Photo object pointing records
***
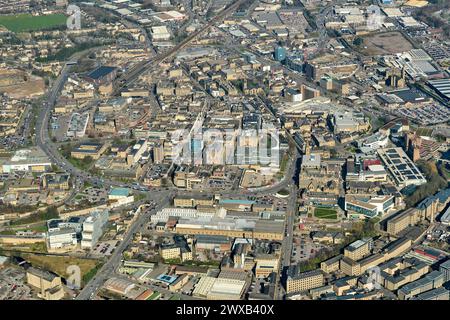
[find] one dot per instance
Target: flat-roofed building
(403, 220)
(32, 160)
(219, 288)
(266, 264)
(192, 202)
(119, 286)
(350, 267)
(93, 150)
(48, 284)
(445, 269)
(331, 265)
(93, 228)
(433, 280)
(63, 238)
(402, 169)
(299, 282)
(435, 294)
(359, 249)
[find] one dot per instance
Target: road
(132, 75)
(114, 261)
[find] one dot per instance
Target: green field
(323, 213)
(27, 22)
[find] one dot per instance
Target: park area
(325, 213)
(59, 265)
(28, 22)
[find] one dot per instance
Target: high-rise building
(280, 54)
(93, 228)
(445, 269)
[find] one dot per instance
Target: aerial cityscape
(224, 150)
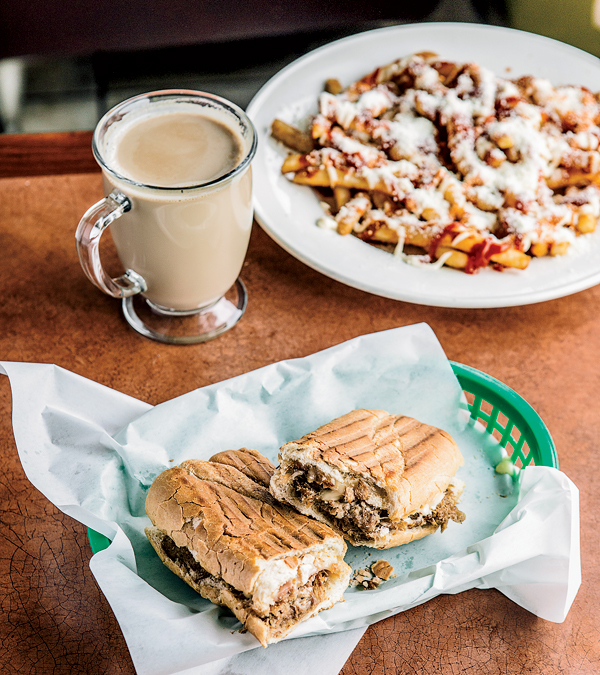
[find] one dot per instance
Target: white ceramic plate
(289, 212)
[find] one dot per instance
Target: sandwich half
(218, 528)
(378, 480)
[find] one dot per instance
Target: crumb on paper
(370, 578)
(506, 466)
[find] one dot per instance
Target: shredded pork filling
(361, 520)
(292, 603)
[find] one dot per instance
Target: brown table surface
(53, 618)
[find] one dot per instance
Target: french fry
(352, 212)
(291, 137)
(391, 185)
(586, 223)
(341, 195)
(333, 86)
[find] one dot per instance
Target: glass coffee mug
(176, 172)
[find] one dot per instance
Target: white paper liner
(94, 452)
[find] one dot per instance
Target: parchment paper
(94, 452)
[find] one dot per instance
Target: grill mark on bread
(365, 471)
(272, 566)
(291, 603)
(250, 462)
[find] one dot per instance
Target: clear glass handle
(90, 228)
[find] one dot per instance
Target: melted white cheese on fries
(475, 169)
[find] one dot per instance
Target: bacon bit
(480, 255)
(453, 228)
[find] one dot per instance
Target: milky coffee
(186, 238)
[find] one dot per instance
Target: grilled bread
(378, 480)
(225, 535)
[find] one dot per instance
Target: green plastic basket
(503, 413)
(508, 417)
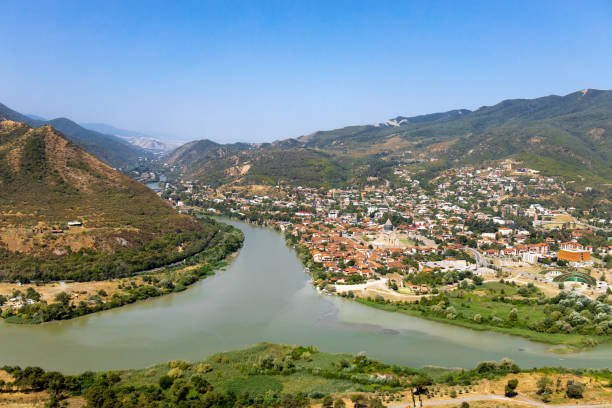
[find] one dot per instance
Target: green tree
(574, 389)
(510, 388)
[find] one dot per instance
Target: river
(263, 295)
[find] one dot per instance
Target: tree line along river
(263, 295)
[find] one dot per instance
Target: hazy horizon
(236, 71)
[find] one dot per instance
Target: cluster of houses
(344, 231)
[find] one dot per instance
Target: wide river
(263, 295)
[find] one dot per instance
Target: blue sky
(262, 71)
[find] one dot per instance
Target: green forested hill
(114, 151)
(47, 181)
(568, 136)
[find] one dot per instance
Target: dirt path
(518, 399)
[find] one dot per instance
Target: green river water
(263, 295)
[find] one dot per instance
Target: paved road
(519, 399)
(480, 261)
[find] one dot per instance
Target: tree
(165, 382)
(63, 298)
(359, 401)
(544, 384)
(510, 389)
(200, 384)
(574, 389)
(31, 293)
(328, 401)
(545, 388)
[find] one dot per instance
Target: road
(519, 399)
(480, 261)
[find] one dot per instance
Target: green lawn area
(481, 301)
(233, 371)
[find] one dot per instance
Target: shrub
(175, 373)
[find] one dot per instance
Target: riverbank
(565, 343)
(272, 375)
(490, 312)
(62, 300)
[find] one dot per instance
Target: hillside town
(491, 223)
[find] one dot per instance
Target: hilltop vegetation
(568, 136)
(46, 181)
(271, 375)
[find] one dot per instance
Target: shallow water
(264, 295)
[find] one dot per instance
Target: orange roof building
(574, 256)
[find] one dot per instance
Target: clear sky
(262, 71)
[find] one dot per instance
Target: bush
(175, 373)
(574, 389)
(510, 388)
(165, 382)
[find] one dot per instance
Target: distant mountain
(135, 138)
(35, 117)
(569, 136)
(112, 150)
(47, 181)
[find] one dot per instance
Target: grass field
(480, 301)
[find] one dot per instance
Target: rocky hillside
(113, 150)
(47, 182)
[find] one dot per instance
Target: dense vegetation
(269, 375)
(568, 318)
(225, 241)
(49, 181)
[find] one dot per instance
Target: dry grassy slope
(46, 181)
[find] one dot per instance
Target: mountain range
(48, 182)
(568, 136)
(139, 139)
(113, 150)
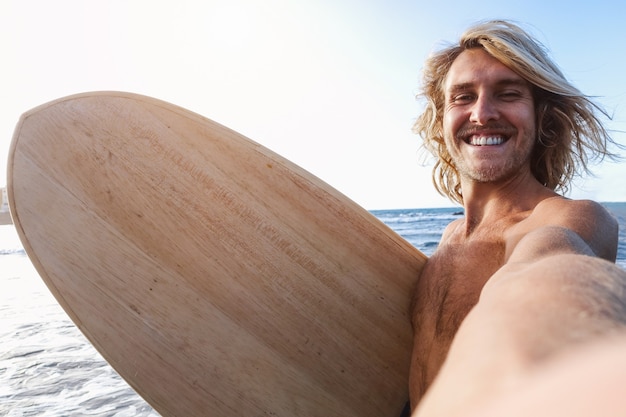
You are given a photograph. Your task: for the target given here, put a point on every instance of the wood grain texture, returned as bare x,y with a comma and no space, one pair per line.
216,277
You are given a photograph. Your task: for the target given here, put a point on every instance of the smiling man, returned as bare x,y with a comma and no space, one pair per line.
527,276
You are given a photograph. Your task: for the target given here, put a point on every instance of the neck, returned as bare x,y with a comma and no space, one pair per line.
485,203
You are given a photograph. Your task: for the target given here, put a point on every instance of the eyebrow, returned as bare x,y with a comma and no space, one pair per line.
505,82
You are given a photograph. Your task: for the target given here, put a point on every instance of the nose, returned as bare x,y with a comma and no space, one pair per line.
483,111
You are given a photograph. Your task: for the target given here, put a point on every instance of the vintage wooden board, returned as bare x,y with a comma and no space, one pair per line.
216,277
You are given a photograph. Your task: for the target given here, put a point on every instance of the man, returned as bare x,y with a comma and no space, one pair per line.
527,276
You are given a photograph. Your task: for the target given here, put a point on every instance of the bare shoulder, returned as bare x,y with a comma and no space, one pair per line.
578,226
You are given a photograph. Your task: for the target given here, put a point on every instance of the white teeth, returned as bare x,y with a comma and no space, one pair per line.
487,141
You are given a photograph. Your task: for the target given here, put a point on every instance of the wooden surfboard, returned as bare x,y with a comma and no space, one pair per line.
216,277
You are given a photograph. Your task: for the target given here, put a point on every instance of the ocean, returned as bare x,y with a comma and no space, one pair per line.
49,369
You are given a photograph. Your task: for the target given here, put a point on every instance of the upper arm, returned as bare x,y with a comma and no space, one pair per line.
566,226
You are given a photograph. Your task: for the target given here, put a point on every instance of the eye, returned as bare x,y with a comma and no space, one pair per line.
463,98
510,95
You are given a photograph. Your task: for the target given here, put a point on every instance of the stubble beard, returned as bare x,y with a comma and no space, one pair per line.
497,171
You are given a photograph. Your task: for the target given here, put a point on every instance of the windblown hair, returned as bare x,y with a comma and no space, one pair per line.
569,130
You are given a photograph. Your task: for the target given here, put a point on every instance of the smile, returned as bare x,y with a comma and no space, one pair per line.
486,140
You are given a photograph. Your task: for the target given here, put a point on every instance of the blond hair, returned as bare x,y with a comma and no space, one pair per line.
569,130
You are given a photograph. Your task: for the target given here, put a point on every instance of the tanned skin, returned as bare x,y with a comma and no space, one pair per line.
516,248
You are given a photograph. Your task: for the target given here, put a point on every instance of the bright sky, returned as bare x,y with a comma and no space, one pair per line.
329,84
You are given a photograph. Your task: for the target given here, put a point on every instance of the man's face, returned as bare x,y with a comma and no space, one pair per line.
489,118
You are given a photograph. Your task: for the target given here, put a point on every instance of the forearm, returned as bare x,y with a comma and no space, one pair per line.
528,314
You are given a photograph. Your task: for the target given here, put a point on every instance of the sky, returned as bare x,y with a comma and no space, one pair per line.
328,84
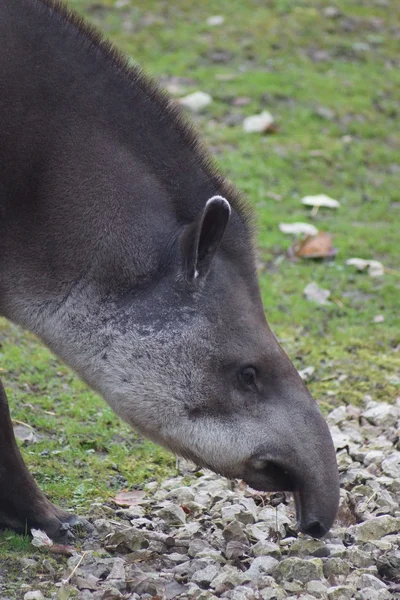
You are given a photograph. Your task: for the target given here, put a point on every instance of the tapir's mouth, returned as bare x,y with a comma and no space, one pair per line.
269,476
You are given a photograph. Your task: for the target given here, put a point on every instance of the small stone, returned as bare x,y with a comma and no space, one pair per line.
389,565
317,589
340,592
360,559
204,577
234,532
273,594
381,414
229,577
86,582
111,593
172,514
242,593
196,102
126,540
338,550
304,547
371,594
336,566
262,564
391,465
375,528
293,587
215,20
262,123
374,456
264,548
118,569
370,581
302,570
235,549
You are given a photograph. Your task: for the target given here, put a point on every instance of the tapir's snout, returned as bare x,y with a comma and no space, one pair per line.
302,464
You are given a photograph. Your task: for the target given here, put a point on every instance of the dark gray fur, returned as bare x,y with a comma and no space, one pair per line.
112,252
***
### Instructions to follow
Without the pictures, print the whole listing exactly as given.

### Answer to this task
[find] one dot per instance
Target: flat-roofed building
(403, 220)
(32, 160)
(219, 288)
(266, 264)
(192, 202)
(119, 286)
(350, 267)
(93, 150)
(48, 284)
(445, 269)
(331, 265)
(93, 228)
(433, 280)
(63, 238)
(402, 169)
(299, 282)
(435, 294)
(359, 249)
[find] one dot per instance
Target: road
(132, 75)
(114, 261)
[find] one dot per instance
Target: green field
(323, 213)
(27, 22)
[find] one dot per instance
Target: park area
(325, 213)
(59, 265)
(28, 22)
[find] one dot per instance
Target: high-rise building
(280, 54)
(93, 228)
(445, 269)
[find] one dot per instance
Target: aerial cityscape
(224, 150)
[find] one dot per instance
Target: white ceramic plate
(289, 212)
[find] one dot per instance
Target: sandwich half
(218, 528)
(378, 480)
[find] one dot per instance
Target: crumb on paper
(370, 578)
(506, 466)
[find] one dot per instance
Target: shredded pork filling
(361, 520)
(292, 603)
[find] one dot per instance
Target: brown table surface
(53, 618)
[find] one dot per instance
Target: french fry
(352, 212)
(291, 137)
(391, 185)
(586, 223)
(341, 195)
(333, 86)
[find] one dot per instance
Target: glass coffee mug
(176, 172)
[find] one dot per instance
Target: white paper liner
(94, 452)
[find] one dot per instance
Target: parchment paper
(94, 452)
[find] one dot per instance
Target: grill mark on bread
(365, 471)
(272, 566)
(291, 603)
(250, 462)
[find] one dot per instance
Target: clear glass handle
(90, 228)
[find] one dot per instance
Target: melted white cheese on fries
(475, 169)
[find] one dot per instance
Target: bacon bit
(480, 255)
(453, 228)
[find] one dot per instance
Target: milky coffee
(186, 238)
[find] one dot per instance
Target: grilled bread
(378, 480)
(225, 535)
[find] one dot per instance
Target: green plastic basket
(503, 413)
(508, 417)
[find] one dot per instance
Target: green tree
(574, 389)
(510, 388)
[find] one dot per instance
Target: river
(263, 295)
[find] one dot per instance
Target: tree line along river
(263, 295)
[find] one dot per instance
Target: hazy horizon
(236, 71)
[find] one dot per instance
Target: cluster of houses
(344, 231)
[find] one dot per instance
Target: wide river
(263, 295)
[find] one dot per instance
Target: blue sky
(262, 71)
[find] one dot per instance
Target: green forested hill
(114, 151)
(47, 181)
(568, 136)
[find] one dot per instance
Target: dirt path
(518, 399)
[find] one dot per instance
Target: green river water
(263, 295)
[find] one dot per instance
Target: paved road
(519, 399)
(480, 261)
[find] one dot per instance
Target: tree
(165, 382)
(63, 298)
(359, 401)
(544, 384)
(510, 389)
(200, 384)
(574, 389)
(31, 293)
(328, 401)
(545, 388)
[find] one dot per instance
Target: road
(519, 399)
(480, 261)
[find] one dot per instance
Target: green lawn area
(481, 301)
(233, 371)
[find] one dot per instance
Target: shrub
(175, 373)
[find] one dot per instance
Target: riverbank
(565, 343)
(272, 375)
(490, 312)
(62, 300)
[find] one dot per instance
Target: hillside town
(491, 223)
[find] one dot per instance
Target: hilltop vegetation
(568, 136)
(46, 181)
(271, 375)
[find] one dot per instance
Target: shallow water
(264, 295)
[find] one dot per instance
Target: orange roof building
(574, 256)
[find] one dot per instance
Target: clear sky
(262, 71)
[find] one dot per instance
Target: bush
(175, 373)
(574, 389)
(510, 388)
(165, 382)
[find] one dot per instance
Target: distant mountain
(135, 138)
(35, 117)
(569, 136)
(112, 150)
(47, 181)
[find] one dot per instance
Target: grass field
(480, 301)
[find] one dot per instance
Target: rocky hillside
(113, 150)
(47, 182)
[find] one dot per instance
Target: dense vegetation
(269, 375)
(568, 318)
(225, 241)
(49, 181)
[find] one dot per instance
Target: dry grassy slope
(46, 181)
[find] one dot per instance
Target: mountain range
(48, 182)
(568, 136)
(139, 139)
(113, 150)
You are given a photograph. Your task: for the target given here, put a point on every instance of the wood grain texture, returned as bare x,y with a comma and no space, one pair per line.
216,277
You are given a photograph. Your task: for the target given here, put a point on every instance of the smiling man, returned as bare x,y with a comma and no space, one pair per line.
527,276
You are given a photograph. Your task: for the target given here, put a point on every instance of the neck, returned as bare x,y with a comma and no space, one pair per line.
485,203
You are given a photograph. Your task: for the target given here, put a point on every instance of the eyebrow, returned as bare x,y with a comma and no space, one pair per line.
505,82
You are given a photograph. Your task: for the target given here, put a point on every instance of the nose, returned as bare x,y with a comma and no space, one pair per line.
483,111
You are given a photograph. Your task: for the target given here, put a point on every instance of the vintage wooden board, returned as bare x,y with a comma and no space, one pair per line.
216,277
You are given a photograph. Your task: for the target given here, put a point on every instance of the man, returned as bare x,y with a comma and no space, one pair per line.
527,276
You are given a photograph. Your task: for the target given here, put a point on every instance of the bare shoulder, returned as bare x,y with a comma and no space, one pair per line.
578,226
You are given a photograph. Your task: for the target given here, put a point on every instance of the white teeth, returned as bare x,y with a comma and no space, one pair per line.
487,141
You are given a photograph. Your task: for the target given here, put a point on every instance of the wooden surfboard, returned as bare x,y with a comma and no space, one pair per line.
216,277
You are given a photograph. Your task: for the target given here, put a point on every instance of the ocean, returned as bare x,y with a comma and no space, one pair per line.
49,369
You are given a photograph. Your task: for the target given here, put a point on every instance of the upper arm, returned as bare x,y with a comma and no space, one pair per line.
566,226
You are given a photograph. Your task: for the target given here, put a point on every instance of the eye, returned as bare x,y with a comma and no space, one pair per line.
463,98
510,95
You are given a photograph. Your task: for the target given here, put a point on every instance of the stubble beard, returned as bare x,y with a comma and no space, one pair per line.
497,171
You are given a photograph. Your task: for the target given here, put a point on every instance of the windblown hair, returned as bare x,y with a comma and no space, one pair per line.
569,130
You are given a photograph. Your task: for the target given here, put a point on every instance of the smile, returned as bare x,y with a comma and no space, one pair per line.
486,140
You are given a photograph. Your task: for the target given here, put a point on every instance of the blond hair, returned as bare x,y with a comma and no space, one pair per line.
569,130
You are given a photograph. Your task: for the target given here, put a point on every instance of the tanned skin, returned as bare x,y with a comma and no space, one pair per line.
516,248
You are given a photograph. Your task: for the target given here, put a point on every instance of the bright sky, returned as bare x,y with a comma and no space, one pair per line.
329,84
You are given a photograph. Your task: for the target given here, put a point on every instance of the man's face, returned as bare x,y with a comma and no space, one pair per line.
489,118
You are given a photograph. Your task: for the target given here, put a point on every instance of the forearm, returned as bare x,y with a comma and no space, one pair per line.
528,314
You are given a photograph. Your task: for the target given here, put a point on every instance of the sky, returned as bare x,y with a comma and no space, one pair per line.
328,84
You are given a photograph. Your task: for the target given here, put a point on every instance of the tapir's mouth, returned as bare x,y with a comma and no space, one pair per line.
269,476
You are given a photograph. Your task: for the target given here, put a point on every instance of the small stone, returned as bare x,y with a comma and no space, one pair per line.
389,565
317,589
340,592
360,559
204,577
234,532
273,594
381,414
229,577
86,582
111,593
172,514
242,593
196,102
126,540
338,550
304,547
371,594
336,566
262,564
391,465
375,528
293,587
215,20
262,123
374,456
264,548
118,569
370,581
302,570
235,549
You are given a photograph. Your task: for the target given here, put a point on every instance of the tapir's snout, returned as bare x,y with a comma and no space, one pair per line.
302,464
You are given a photograph. Your task: for the target given here, put a point on every instance of the dark gray fur, returned as bare x,y with a comma and no space, one pair per line.
112,252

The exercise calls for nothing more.